*What you have to do*
Output, word for word and without pictures, the lines from the one containing "ripple on water." through the final line of the listing below.

*Extracted entries*
- - - - - - -

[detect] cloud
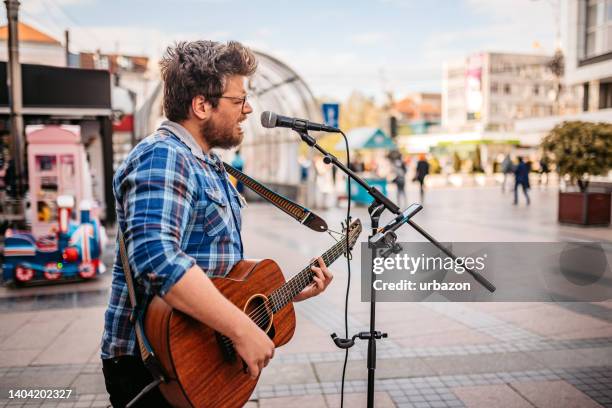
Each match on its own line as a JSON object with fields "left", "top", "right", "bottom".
{"left": 21, "top": 0, "right": 93, "bottom": 15}
{"left": 349, "top": 32, "right": 390, "bottom": 46}
{"left": 67, "top": 26, "right": 231, "bottom": 58}
{"left": 422, "top": 0, "right": 556, "bottom": 67}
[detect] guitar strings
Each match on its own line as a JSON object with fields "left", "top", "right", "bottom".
{"left": 218, "top": 240, "right": 349, "bottom": 349}
{"left": 224, "top": 223, "right": 360, "bottom": 345}
{"left": 244, "top": 239, "right": 347, "bottom": 324}
{"left": 220, "top": 230, "right": 360, "bottom": 349}
{"left": 239, "top": 229, "right": 359, "bottom": 330}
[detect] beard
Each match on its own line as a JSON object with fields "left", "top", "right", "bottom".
{"left": 200, "top": 115, "right": 244, "bottom": 150}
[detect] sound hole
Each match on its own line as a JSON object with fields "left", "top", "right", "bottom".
{"left": 244, "top": 294, "right": 273, "bottom": 333}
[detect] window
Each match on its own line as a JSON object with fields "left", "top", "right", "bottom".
{"left": 491, "top": 82, "right": 499, "bottom": 93}
{"left": 504, "top": 84, "right": 511, "bottom": 95}
{"left": 533, "top": 85, "right": 540, "bottom": 96}
{"left": 600, "top": 82, "right": 612, "bottom": 109}
{"left": 583, "top": 0, "right": 612, "bottom": 58}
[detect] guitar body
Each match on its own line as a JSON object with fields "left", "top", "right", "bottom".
{"left": 144, "top": 259, "right": 296, "bottom": 408}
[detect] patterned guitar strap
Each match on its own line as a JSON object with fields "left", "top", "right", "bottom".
{"left": 118, "top": 159, "right": 328, "bottom": 406}
{"left": 222, "top": 161, "right": 327, "bottom": 233}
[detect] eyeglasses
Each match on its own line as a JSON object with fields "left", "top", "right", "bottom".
{"left": 217, "top": 93, "right": 250, "bottom": 113}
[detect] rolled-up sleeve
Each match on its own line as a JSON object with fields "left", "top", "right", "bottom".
{"left": 115, "top": 144, "right": 197, "bottom": 296}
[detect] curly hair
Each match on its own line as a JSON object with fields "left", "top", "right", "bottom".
{"left": 160, "top": 40, "right": 258, "bottom": 122}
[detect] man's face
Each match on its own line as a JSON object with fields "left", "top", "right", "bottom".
{"left": 201, "top": 75, "right": 252, "bottom": 149}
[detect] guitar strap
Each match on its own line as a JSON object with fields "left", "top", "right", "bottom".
{"left": 223, "top": 161, "right": 328, "bottom": 233}
{"left": 118, "top": 231, "right": 167, "bottom": 407}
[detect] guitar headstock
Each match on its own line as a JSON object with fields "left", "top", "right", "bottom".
{"left": 342, "top": 218, "right": 362, "bottom": 251}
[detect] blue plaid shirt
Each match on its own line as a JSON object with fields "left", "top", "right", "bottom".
{"left": 101, "top": 121, "right": 244, "bottom": 359}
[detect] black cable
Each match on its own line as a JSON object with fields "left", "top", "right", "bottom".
{"left": 339, "top": 130, "right": 351, "bottom": 408}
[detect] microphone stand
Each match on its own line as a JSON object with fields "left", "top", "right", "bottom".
{"left": 297, "top": 130, "right": 496, "bottom": 408}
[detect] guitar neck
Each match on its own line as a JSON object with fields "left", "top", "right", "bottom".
{"left": 268, "top": 237, "right": 349, "bottom": 313}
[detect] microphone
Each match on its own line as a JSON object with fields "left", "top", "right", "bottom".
{"left": 261, "top": 111, "right": 341, "bottom": 133}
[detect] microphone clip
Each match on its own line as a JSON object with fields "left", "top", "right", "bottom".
{"left": 331, "top": 331, "right": 388, "bottom": 349}
{"left": 296, "top": 130, "right": 316, "bottom": 147}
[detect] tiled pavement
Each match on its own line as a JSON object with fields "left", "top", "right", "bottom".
{"left": 1, "top": 187, "right": 611, "bottom": 407}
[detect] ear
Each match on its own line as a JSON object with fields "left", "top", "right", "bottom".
{"left": 191, "top": 95, "right": 211, "bottom": 120}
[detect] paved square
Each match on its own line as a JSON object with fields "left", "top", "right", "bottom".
{"left": 1, "top": 188, "right": 611, "bottom": 407}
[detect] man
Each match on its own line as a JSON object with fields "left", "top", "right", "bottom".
{"left": 391, "top": 156, "right": 407, "bottom": 208}
{"left": 101, "top": 41, "right": 333, "bottom": 408}
{"left": 415, "top": 154, "right": 429, "bottom": 199}
{"left": 500, "top": 154, "right": 513, "bottom": 193}
{"left": 513, "top": 156, "right": 530, "bottom": 205}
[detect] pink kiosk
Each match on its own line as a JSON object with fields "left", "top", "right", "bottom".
{"left": 1, "top": 125, "right": 106, "bottom": 285}
{"left": 27, "top": 125, "right": 95, "bottom": 236}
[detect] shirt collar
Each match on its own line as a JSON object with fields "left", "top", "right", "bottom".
{"left": 158, "top": 120, "right": 222, "bottom": 169}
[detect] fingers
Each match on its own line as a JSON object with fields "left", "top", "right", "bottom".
{"left": 311, "top": 260, "right": 332, "bottom": 289}
{"left": 313, "top": 275, "right": 324, "bottom": 290}
{"left": 248, "top": 361, "right": 260, "bottom": 379}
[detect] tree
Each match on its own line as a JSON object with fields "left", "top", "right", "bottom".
{"left": 540, "top": 121, "right": 612, "bottom": 192}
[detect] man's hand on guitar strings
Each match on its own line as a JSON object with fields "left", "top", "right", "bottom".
{"left": 293, "top": 257, "right": 334, "bottom": 302}
{"left": 232, "top": 318, "right": 276, "bottom": 379}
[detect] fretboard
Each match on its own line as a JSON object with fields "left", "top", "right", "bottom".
{"left": 268, "top": 236, "right": 350, "bottom": 313}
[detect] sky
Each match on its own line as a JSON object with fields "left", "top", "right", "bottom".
{"left": 10, "top": 0, "right": 558, "bottom": 102}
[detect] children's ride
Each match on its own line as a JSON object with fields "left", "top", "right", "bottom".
{"left": 2, "top": 125, "right": 106, "bottom": 286}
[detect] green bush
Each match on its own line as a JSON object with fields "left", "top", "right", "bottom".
{"left": 540, "top": 121, "right": 612, "bottom": 192}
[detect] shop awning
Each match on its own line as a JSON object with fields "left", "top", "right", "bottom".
{"left": 337, "top": 127, "right": 396, "bottom": 150}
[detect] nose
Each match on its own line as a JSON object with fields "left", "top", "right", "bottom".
{"left": 243, "top": 100, "right": 253, "bottom": 114}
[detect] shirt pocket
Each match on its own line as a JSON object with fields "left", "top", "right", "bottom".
{"left": 201, "top": 188, "right": 233, "bottom": 237}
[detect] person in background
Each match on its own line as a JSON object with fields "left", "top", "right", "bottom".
{"left": 391, "top": 154, "right": 407, "bottom": 208}
{"left": 349, "top": 153, "right": 365, "bottom": 173}
{"left": 415, "top": 154, "right": 429, "bottom": 199}
{"left": 514, "top": 156, "right": 530, "bottom": 205}
{"left": 501, "top": 154, "right": 513, "bottom": 193}
{"left": 539, "top": 157, "right": 550, "bottom": 187}
{"left": 231, "top": 149, "right": 245, "bottom": 193}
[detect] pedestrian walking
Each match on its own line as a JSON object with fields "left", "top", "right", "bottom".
{"left": 539, "top": 157, "right": 550, "bottom": 187}
{"left": 501, "top": 154, "right": 513, "bottom": 193}
{"left": 391, "top": 156, "right": 407, "bottom": 208}
{"left": 513, "top": 156, "right": 530, "bottom": 205}
{"left": 414, "top": 154, "right": 429, "bottom": 199}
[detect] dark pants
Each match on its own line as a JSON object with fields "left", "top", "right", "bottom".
{"left": 395, "top": 184, "right": 406, "bottom": 207}
{"left": 514, "top": 181, "right": 530, "bottom": 204}
{"left": 417, "top": 178, "right": 425, "bottom": 197}
{"left": 102, "top": 356, "right": 171, "bottom": 408}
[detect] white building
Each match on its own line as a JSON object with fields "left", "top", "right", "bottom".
{"left": 0, "top": 22, "right": 66, "bottom": 67}
{"left": 442, "top": 52, "right": 579, "bottom": 133}
{"left": 515, "top": 1, "right": 612, "bottom": 143}
{"left": 562, "top": 0, "right": 612, "bottom": 111}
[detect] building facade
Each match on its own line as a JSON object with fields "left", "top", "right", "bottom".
{"left": 0, "top": 22, "right": 66, "bottom": 67}
{"left": 442, "top": 52, "right": 578, "bottom": 133}
{"left": 563, "top": 0, "right": 612, "bottom": 111}
{"left": 394, "top": 92, "right": 441, "bottom": 134}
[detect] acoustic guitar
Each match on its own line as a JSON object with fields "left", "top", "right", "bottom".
{"left": 144, "top": 219, "right": 362, "bottom": 407}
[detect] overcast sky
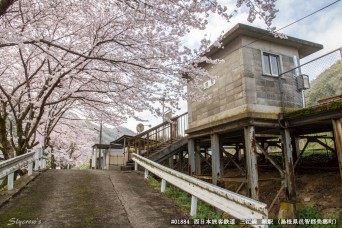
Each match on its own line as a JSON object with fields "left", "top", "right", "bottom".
{"left": 121, "top": 0, "right": 342, "bottom": 132}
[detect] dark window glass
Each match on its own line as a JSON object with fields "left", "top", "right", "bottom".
{"left": 263, "top": 53, "right": 280, "bottom": 76}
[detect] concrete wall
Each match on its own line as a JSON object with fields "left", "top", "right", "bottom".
{"left": 188, "top": 37, "right": 247, "bottom": 129}
{"left": 188, "top": 35, "right": 303, "bottom": 130}
{"left": 241, "top": 36, "right": 303, "bottom": 113}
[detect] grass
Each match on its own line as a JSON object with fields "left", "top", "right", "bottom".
{"left": 294, "top": 205, "right": 339, "bottom": 228}
{"left": 146, "top": 176, "right": 238, "bottom": 228}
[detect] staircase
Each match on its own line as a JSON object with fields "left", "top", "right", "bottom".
{"left": 127, "top": 113, "right": 188, "bottom": 164}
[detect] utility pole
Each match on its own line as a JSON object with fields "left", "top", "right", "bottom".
{"left": 99, "top": 119, "right": 102, "bottom": 144}
{"left": 161, "top": 96, "right": 165, "bottom": 122}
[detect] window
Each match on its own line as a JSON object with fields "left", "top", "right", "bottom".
{"left": 262, "top": 52, "right": 281, "bottom": 76}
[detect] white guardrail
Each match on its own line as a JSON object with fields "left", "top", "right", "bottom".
{"left": 0, "top": 149, "right": 46, "bottom": 190}
{"left": 132, "top": 153, "right": 268, "bottom": 228}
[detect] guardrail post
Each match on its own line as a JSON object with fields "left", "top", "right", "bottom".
{"left": 190, "top": 195, "right": 198, "bottom": 216}
{"left": 134, "top": 161, "right": 138, "bottom": 171}
{"left": 144, "top": 169, "right": 148, "bottom": 179}
{"left": 7, "top": 172, "right": 14, "bottom": 190}
{"left": 161, "top": 179, "right": 166, "bottom": 192}
{"left": 34, "top": 150, "right": 40, "bottom": 171}
{"left": 28, "top": 163, "right": 33, "bottom": 176}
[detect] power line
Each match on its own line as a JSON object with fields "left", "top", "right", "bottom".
{"left": 240, "top": 0, "right": 341, "bottom": 49}
{"left": 276, "top": 0, "right": 341, "bottom": 32}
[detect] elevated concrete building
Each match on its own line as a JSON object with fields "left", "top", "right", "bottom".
{"left": 187, "top": 23, "right": 322, "bottom": 134}
{"left": 128, "top": 24, "right": 342, "bottom": 217}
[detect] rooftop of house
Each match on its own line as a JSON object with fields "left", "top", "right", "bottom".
{"left": 206, "top": 23, "right": 323, "bottom": 59}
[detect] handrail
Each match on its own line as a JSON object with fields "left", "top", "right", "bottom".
{"left": 133, "top": 112, "right": 188, "bottom": 139}
{"left": 0, "top": 149, "right": 46, "bottom": 190}
{"left": 132, "top": 153, "right": 268, "bottom": 227}
{"left": 128, "top": 112, "right": 188, "bottom": 158}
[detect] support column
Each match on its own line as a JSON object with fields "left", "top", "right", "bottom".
{"left": 195, "top": 144, "right": 201, "bottom": 175}
{"left": 332, "top": 118, "right": 342, "bottom": 181}
{"left": 235, "top": 144, "right": 242, "bottom": 163}
{"left": 92, "top": 148, "right": 96, "bottom": 169}
{"left": 291, "top": 138, "right": 300, "bottom": 163}
{"left": 244, "top": 126, "right": 259, "bottom": 200}
{"left": 211, "top": 134, "right": 221, "bottom": 185}
{"left": 178, "top": 151, "right": 183, "bottom": 172}
{"left": 282, "top": 128, "right": 296, "bottom": 201}
{"left": 188, "top": 139, "right": 195, "bottom": 175}
{"left": 168, "top": 156, "right": 174, "bottom": 169}
{"left": 106, "top": 151, "right": 110, "bottom": 169}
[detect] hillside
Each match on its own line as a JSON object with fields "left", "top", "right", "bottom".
{"left": 84, "top": 120, "right": 135, "bottom": 144}
{"left": 305, "top": 60, "right": 342, "bottom": 106}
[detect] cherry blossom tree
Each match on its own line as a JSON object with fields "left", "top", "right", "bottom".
{"left": 46, "top": 114, "right": 96, "bottom": 168}
{"left": 0, "top": 0, "right": 280, "bottom": 160}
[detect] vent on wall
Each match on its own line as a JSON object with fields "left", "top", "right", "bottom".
{"left": 203, "top": 79, "right": 216, "bottom": 89}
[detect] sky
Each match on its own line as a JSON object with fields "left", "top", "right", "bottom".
{"left": 121, "top": 0, "right": 342, "bottom": 132}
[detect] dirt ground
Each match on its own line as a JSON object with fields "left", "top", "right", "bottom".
{"left": 220, "top": 160, "right": 341, "bottom": 218}
{"left": 0, "top": 170, "right": 189, "bottom": 228}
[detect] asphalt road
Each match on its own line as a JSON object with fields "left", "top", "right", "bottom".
{"left": 0, "top": 169, "right": 187, "bottom": 228}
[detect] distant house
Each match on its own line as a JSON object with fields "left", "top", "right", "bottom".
{"left": 92, "top": 134, "right": 134, "bottom": 170}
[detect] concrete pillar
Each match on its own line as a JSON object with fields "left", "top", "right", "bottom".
{"left": 92, "top": 150, "right": 96, "bottom": 169}
{"left": 188, "top": 139, "right": 195, "bottom": 175}
{"left": 190, "top": 195, "right": 198, "bottom": 216}
{"left": 99, "top": 150, "right": 102, "bottom": 169}
{"left": 106, "top": 151, "right": 110, "bottom": 169}
{"left": 244, "top": 126, "right": 259, "bottom": 200}
{"left": 8, "top": 172, "right": 14, "bottom": 190}
{"left": 282, "top": 128, "right": 296, "bottom": 201}
{"left": 195, "top": 144, "right": 201, "bottom": 175}
{"left": 332, "top": 118, "right": 342, "bottom": 181}
{"left": 211, "top": 134, "right": 221, "bottom": 185}
{"left": 28, "top": 163, "right": 33, "bottom": 176}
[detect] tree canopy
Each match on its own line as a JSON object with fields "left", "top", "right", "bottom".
{"left": 0, "top": 0, "right": 279, "bottom": 161}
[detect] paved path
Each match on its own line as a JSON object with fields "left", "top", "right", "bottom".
{"left": 0, "top": 170, "right": 187, "bottom": 228}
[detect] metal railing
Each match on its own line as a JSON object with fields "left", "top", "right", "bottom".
{"left": 279, "top": 47, "right": 342, "bottom": 111}
{"left": 132, "top": 153, "right": 268, "bottom": 227}
{"left": 128, "top": 112, "right": 188, "bottom": 157}
{"left": 0, "top": 149, "right": 46, "bottom": 190}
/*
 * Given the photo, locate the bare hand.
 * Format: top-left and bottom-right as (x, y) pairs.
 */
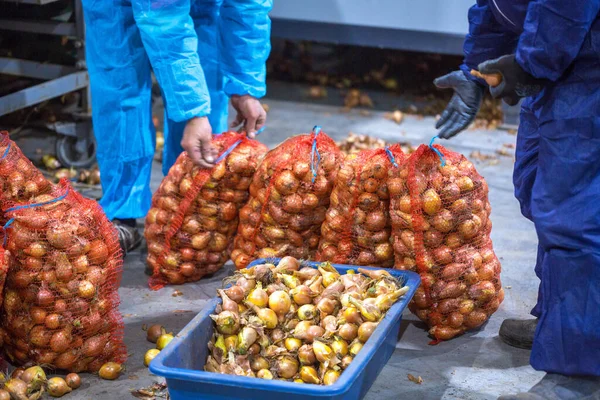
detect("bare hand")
(181, 116), (217, 168)
(230, 95), (266, 138)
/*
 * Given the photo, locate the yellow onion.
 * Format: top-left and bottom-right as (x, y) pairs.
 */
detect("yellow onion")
(157, 333), (174, 350)
(247, 283), (268, 308)
(245, 302), (277, 329)
(348, 297), (381, 322)
(250, 356), (270, 372)
(144, 349), (160, 367)
(298, 344), (316, 365)
(312, 340), (336, 364)
(342, 307), (363, 324)
(358, 322), (378, 342)
(224, 335), (238, 351)
(211, 311), (240, 335)
(349, 342), (363, 357)
(290, 285), (313, 305)
(284, 337), (302, 352)
(316, 298), (337, 316)
(299, 366), (320, 384)
(98, 362), (122, 380)
(341, 355), (353, 369)
(339, 323), (358, 341)
(257, 369), (273, 380)
(323, 369), (340, 385)
(268, 291), (291, 316)
(237, 327), (258, 355)
(297, 304), (317, 321)
(276, 355), (299, 379)
(318, 264), (340, 288)
(331, 338), (349, 357)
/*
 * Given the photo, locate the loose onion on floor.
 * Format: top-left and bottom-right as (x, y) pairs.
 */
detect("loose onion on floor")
(204, 257), (409, 384)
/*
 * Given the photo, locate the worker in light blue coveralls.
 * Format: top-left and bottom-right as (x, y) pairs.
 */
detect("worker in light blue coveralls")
(435, 0), (600, 398)
(81, 0), (271, 253)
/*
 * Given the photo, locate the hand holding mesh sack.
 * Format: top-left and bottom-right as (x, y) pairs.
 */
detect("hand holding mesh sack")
(317, 145), (404, 267)
(232, 127), (342, 269)
(145, 132), (268, 288)
(389, 143), (503, 341)
(0, 180), (127, 372)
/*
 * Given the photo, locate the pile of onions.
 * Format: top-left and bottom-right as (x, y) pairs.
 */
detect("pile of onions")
(232, 132), (342, 269)
(145, 132), (267, 288)
(0, 180), (127, 372)
(0, 132), (52, 205)
(317, 146), (403, 267)
(388, 144), (503, 340)
(204, 256), (410, 384)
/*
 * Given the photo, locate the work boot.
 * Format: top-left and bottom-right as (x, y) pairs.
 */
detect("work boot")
(499, 318), (537, 350)
(498, 374), (600, 400)
(113, 219), (142, 255)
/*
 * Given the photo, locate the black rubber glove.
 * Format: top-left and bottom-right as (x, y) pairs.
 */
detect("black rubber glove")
(478, 54), (544, 106)
(434, 71), (484, 139)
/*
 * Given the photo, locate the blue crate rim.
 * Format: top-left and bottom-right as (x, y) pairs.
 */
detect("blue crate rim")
(150, 259), (421, 396)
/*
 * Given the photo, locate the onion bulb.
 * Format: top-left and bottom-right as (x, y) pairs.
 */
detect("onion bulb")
(256, 369), (273, 380)
(211, 311), (240, 335)
(268, 290), (291, 316)
(358, 322), (378, 342)
(247, 284), (268, 308)
(250, 356), (269, 372)
(156, 333), (174, 350)
(144, 349), (160, 367)
(20, 366), (46, 391)
(299, 366), (320, 384)
(297, 304), (317, 321)
(65, 373), (81, 389)
(47, 377), (72, 397)
(284, 337), (302, 352)
(298, 344), (316, 365)
(146, 325), (165, 344)
(276, 355), (299, 379)
(98, 362), (122, 380)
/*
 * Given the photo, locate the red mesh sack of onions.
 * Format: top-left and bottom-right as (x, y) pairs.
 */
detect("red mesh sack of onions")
(316, 145), (404, 267)
(145, 132), (268, 288)
(0, 131), (52, 204)
(389, 143), (503, 341)
(232, 127), (342, 269)
(0, 179), (127, 371)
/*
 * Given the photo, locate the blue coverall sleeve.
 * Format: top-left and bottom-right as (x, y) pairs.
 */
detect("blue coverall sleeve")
(131, 0), (211, 122)
(460, 0), (520, 84)
(516, 0), (600, 81)
(219, 0), (273, 98)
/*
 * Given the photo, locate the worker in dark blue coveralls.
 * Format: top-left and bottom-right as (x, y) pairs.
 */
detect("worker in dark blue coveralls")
(435, 1), (600, 398)
(81, 0), (272, 253)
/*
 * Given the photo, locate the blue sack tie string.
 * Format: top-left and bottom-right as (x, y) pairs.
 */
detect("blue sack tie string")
(310, 126), (322, 183)
(2, 218), (14, 247)
(0, 142), (11, 161)
(385, 146), (399, 168)
(214, 126), (266, 164)
(429, 136), (446, 167)
(3, 186), (70, 246)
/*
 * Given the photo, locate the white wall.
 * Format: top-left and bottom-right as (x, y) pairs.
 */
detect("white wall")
(271, 0), (473, 35)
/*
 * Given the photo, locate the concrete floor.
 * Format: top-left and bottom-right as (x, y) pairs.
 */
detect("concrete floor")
(52, 96), (546, 400)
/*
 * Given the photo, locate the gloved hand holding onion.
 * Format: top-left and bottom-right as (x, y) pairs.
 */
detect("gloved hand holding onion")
(204, 256), (409, 384)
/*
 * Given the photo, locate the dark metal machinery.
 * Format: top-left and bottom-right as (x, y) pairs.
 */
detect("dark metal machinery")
(0, 0), (97, 168)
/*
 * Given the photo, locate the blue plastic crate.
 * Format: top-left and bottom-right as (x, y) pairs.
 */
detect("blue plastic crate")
(150, 259), (421, 400)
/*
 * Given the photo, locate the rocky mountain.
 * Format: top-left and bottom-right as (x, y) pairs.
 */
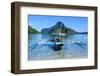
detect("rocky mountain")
(41, 21), (77, 35)
(28, 26), (39, 34)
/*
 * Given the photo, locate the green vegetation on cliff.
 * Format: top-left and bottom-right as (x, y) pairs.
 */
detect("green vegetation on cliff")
(28, 25), (39, 34)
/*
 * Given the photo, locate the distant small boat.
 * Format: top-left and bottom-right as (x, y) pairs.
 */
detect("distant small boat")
(52, 33), (66, 36)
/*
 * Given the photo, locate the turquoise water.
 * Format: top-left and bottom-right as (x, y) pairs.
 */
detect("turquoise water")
(28, 34), (88, 61)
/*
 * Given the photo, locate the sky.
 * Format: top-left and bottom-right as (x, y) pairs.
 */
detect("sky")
(28, 15), (88, 32)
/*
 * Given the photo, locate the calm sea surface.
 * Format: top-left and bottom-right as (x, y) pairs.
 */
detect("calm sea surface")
(28, 34), (88, 61)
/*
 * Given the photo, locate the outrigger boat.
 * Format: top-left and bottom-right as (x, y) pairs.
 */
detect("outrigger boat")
(29, 31), (86, 51)
(49, 32), (65, 51)
(50, 38), (64, 51)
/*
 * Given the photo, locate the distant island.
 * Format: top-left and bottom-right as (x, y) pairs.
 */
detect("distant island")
(28, 21), (87, 35)
(41, 21), (87, 35)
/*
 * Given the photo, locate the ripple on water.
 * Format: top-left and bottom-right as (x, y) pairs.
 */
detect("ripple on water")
(28, 34), (88, 61)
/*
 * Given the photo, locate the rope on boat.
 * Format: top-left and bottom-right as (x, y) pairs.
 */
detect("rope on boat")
(73, 43), (86, 49)
(29, 39), (49, 51)
(64, 40), (86, 49)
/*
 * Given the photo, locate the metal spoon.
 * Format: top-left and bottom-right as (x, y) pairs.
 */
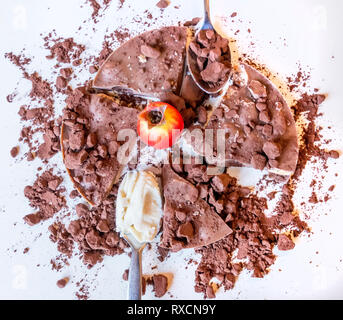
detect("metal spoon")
(116, 170), (163, 300)
(124, 234), (145, 300)
(186, 0), (232, 95)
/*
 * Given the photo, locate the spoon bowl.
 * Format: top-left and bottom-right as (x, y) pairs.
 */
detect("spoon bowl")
(186, 0), (232, 95)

- - - - - - -

*Answer space*
 * Given the photo, locate the ripple on water.
 * Format: top-left and bottom-right as (x, y) pairs.
 */
detect("ripple on water")
(28, 34), (88, 61)
/*
 * Given the photo, locate the rope on boat.
 * Format: top-left and bottom-right as (x, y) pairs.
 */
detect("rope on boat")
(73, 43), (86, 49)
(29, 39), (49, 51)
(64, 40), (86, 49)
/*
 * Given the photo, locate the metal spoon.
 * Format: top-left and bottom-right as (x, y) pairs.
 */
detect("metal spoon")
(116, 170), (163, 300)
(124, 234), (145, 300)
(186, 0), (232, 95)
/*
 * Given the photo, locate the spoon bowl.
 * Format: top-left and bottom-right as (x, y) pairs.
 */
detect("spoon bowl")
(186, 0), (232, 95)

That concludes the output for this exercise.